Could you put every line of the records below into a Markdown table with the columns "Row" and "Line," numbering each row, skipping blank lines, and leaving out the pictures?

▶ _Provided records_
▼

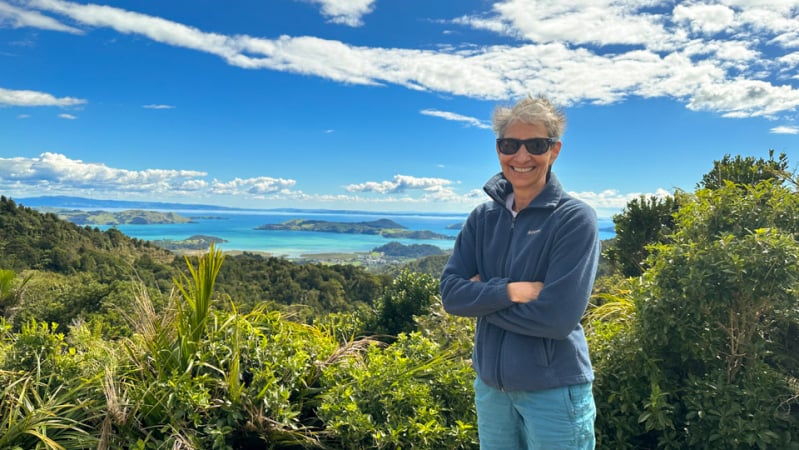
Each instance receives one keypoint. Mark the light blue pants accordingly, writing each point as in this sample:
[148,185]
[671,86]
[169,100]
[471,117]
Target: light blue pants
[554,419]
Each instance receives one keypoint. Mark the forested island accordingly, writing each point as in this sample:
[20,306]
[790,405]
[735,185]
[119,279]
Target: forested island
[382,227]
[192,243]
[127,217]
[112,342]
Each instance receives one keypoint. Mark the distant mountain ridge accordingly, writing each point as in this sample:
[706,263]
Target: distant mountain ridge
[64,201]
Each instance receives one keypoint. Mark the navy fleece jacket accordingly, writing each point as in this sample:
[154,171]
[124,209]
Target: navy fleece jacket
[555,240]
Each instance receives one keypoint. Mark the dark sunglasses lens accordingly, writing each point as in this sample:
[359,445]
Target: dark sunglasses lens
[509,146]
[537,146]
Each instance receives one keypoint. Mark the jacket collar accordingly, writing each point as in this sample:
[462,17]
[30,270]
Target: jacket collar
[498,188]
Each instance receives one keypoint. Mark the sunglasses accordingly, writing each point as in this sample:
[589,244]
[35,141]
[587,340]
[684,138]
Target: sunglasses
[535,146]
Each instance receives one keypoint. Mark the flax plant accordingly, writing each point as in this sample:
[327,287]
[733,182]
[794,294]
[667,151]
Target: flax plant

▲

▶ _Task output_
| Row | Line |
|---|---|
| 1 | Each instance receives one keypoint. Mark the light blue pants accordingly, writing each point as in this sample: |
| 2 | [148,185] |
| 3 | [671,86] |
| 4 | [169,100] |
| 5 | [471,117] |
| 6 | Target: light blue pants |
| 7 | [554,419] |
| 8 | Each instance receives one keypoint. Mark the forested island accordingly, writing each point as in this sample: |
| 9 | [20,306] |
| 10 | [790,405] |
| 11 | [735,185] |
| 12 | [119,279] |
| 13 | Target: forested island |
| 14 | [382,227] |
| 15 | [192,243] |
| 16 | [127,217] |
| 17 | [112,342] |
| 18 | Each instance receives one keypoint. Mark the distant mountain ridge accordingly, writing each point as in this sample: |
| 19 | [706,263] |
| 20 | Target: distant mountain ridge |
| 21 | [64,201] |
| 22 | Each instance receives one keypoint. Mark the navy fleece jacket accordingly, writing each point as in this sample: |
| 23 | [154,171] |
| 24 | [124,209] |
| 25 | Target: navy fleece jacket |
| 26 | [555,240] |
| 27 | Each instance receives one keypoint. Mark the dark sunglasses lens accordingly, writing each point as in this sample: |
| 28 | [359,445] |
| 29 | Target: dark sunglasses lens |
| 30 | [509,146] |
| 31 | [537,146] |
| 32 | Each instance receives one keypoint. Mark the jacket collar accordingly, writing each point as in this sample: |
| 33 | [462,17] |
| 34 | [30,270] |
| 35 | Target: jacket collar |
| 36 | [498,188] |
| 37 | Each instance receives one keypoint. Mark the sunglasses accordingly, writing each point as in this sample: |
| 38 | [589,244] |
| 39 | [35,141] |
| 40 | [587,340] |
| 41 | [684,138] |
| 42 | Target: sunglasses |
| 43 | [535,146] |
| 44 | Each instance receives one keypoint. Mark the flax plant accordingly, writing each point as in this sample: |
| 45 | [327,287] |
| 46 | [733,182] |
| 47 | [794,294] |
| 48 | [667,151] |
| 49 | Target: flax plant |